### Information supplied ###

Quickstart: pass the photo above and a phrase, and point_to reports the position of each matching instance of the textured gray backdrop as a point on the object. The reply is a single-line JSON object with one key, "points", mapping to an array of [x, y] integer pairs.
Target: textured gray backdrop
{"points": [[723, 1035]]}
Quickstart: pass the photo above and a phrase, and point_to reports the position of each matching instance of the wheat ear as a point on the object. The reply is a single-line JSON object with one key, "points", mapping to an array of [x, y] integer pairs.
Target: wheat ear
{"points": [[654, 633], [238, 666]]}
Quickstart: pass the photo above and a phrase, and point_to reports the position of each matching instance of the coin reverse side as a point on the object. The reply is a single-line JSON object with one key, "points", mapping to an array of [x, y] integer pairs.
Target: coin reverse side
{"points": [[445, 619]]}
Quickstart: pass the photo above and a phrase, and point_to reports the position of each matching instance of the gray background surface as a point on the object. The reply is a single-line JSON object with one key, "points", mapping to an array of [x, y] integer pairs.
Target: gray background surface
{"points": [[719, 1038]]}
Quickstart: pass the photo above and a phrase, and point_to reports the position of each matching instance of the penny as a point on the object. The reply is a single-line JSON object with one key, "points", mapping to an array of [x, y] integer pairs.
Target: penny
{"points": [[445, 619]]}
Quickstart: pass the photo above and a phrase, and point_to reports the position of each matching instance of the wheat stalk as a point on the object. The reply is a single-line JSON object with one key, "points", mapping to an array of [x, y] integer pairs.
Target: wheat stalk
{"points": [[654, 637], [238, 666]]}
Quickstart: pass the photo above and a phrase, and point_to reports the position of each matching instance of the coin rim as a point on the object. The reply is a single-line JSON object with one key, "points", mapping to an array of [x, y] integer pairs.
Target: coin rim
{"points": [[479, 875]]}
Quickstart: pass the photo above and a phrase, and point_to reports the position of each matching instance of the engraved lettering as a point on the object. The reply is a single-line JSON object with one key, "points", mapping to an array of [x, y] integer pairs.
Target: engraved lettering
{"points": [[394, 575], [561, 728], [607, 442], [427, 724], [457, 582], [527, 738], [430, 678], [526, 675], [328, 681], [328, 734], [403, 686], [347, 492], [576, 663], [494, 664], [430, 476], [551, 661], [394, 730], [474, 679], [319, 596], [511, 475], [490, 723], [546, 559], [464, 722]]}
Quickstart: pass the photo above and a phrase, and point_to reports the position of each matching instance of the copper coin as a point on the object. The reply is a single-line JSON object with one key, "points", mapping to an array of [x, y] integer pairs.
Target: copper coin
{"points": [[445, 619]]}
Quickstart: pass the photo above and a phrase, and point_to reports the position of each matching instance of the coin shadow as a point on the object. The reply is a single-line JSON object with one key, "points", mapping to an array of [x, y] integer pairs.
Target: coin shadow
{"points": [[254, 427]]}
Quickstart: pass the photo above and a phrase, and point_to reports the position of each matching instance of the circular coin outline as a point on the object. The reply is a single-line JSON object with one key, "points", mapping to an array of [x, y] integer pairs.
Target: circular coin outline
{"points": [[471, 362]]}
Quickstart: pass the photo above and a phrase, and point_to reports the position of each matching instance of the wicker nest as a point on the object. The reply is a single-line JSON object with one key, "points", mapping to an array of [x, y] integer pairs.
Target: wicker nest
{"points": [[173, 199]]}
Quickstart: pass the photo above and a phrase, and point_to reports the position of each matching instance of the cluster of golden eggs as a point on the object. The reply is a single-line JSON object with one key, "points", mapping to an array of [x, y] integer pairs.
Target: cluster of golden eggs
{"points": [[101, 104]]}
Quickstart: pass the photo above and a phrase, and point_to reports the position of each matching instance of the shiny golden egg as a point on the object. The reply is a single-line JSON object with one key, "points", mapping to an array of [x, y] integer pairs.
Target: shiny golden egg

###

* **Work required**
Print again each line of the listing above, exactly as it appears.

* **Completed exercise**
Quickstart: pass the photo above and a phrase, and point_to reports the position of each matching instance of the textured gray backdrop as a point on the object. The reply is a single-line JSON object with one key, "points", mapping to an array of [x, y] integer pairs.
Target: textured gray backdrop
{"points": [[723, 1035]]}
Quickstart: pass the photo above and a phrase, and point_to reports the position of each matching instance of the wheat ear as a point on the object. The reply is a single-line JSON object with one key, "points", mapping to an array of [x, y] integer pairs.
Target: wheat ear
{"points": [[654, 633], [238, 666]]}
Quickstart: pass the photo above and a phrase, and point_to reports the position of each matching instance of the coin reverse side as a point on the object. The reply is a single-line JSON object with one key, "points", mapping to an array of [x, y] integer pairs.
Target: coin reverse side
{"points": [[445, 619]]}
Quickstart: pass the photo above and a phrase, and point_to reports the position of each matching instance of the gray background surface as a point on the object. The reply is a single-line JSON object with one key, "points", mapping to an array of [x, y] integer pairs.
Target: gray background surface
{"points": [[719, 1038]]}
Quickstart: pass the photo above and a phrase, and point_to reports the position of each matching instance of the penny as a point on the object. The reply is a single-line JSON object with one key, "points", mapping to an array of [x, y] integer pairs.
Target: penny
{"points": [[445, 619]]}
Quickstart: pass the photo above and a phrase, and point_to reports the position of each matching instance of the wheat stalk as a point on the object. The reply is a single-line JSON object with one key, "points", mapping to an array of [x, y] integer pairs.
Target: wheat stalk
{"points": [[654, 637], [238, 666]]}
Quickstart: pass the photo above and a phrase, and point_to reports the position of each matching instance of the coin rim as a point on the object. The reply is a single-line JSON object with one key, "points", mapping to an array of [x, y] integer pairs.
Target: coin rim
{"points": [[479, 875]]}
Quickstart: pass the photo above and a phrase, and point_to reports the position of each matching instance of the engraved lettering as a point on the object. The reply is a single-line JSON object with one key, "points", mapping to an array of [x, y] integer pairs.
Target: engraved lettering
{"points": [[394, 575], [561, 728], [607, 442], [427, 724], [457, 582], [527, 738], [430, 678], [526, 675], [328, 681], [328, 734], [403, 686], [347, 492], [576, 663], [494, 664], [430, 476], [551, 661], [394, 730], [474, 679], [319, 596], [511, 475], [490, 723], [546, 559], [464, 722]]}
Quickstart: pass the photo above and a phrase, and point_to reports the position of each matching instance of the copper coin as a point on the object. The reply is a single-line JSON object with one key, "points", mapping to an array of [x, y] integer pairs.
Target: copper coin
{"points": [[445, 619]]}
Quickstart: pass the photo above and a phrase, and point_to reports the position of each matching instance of the coin shadow as a point on the object. The reply is a single-line JSON object with one key, "points", mapping to an array of [x, y] integer pairs.
Target: coin shadow
{"points": [[254, 427]]}
Quickstart: pass the photo above and a phrase, and point_to reports the position of each matching instance of the circular coin outline as a point on the object. The reply is a single-line JSON object with one key, "points", mapping to an array of [x, y] integer pairs.
Target: circular coin outline
{"points": [[471, 362]]}
Quickstart: pass the photo above and a phrase, and point_to reports the position of each matching instance of the wicker nest as a point on the object. The reply is a single-line JSON object with one key, "points", mapping to an array of [x, y] integer pairs.
Target: wicker nest
{"points": [[173, 199]]}
Quickstart: pass the photo above and a phrase, and point_to reports the position of each matching instance of the cluster of golden eggs as a point on the object. The reply is a single-line JSON object with one key, "points", mapping to an array of [x, y] integer pairs.
Target: cluster of golden eggs
{"points": [[101, 104]]}
Quickstart: pass the photo above and a phrase, and point_to reports the position of each matching instance of the shiny golden egg as a point on the object. The reply is a single-line JSON object with one key, "points", mapping to an array of [x, y] integer pairs.
Target: shiny golden egg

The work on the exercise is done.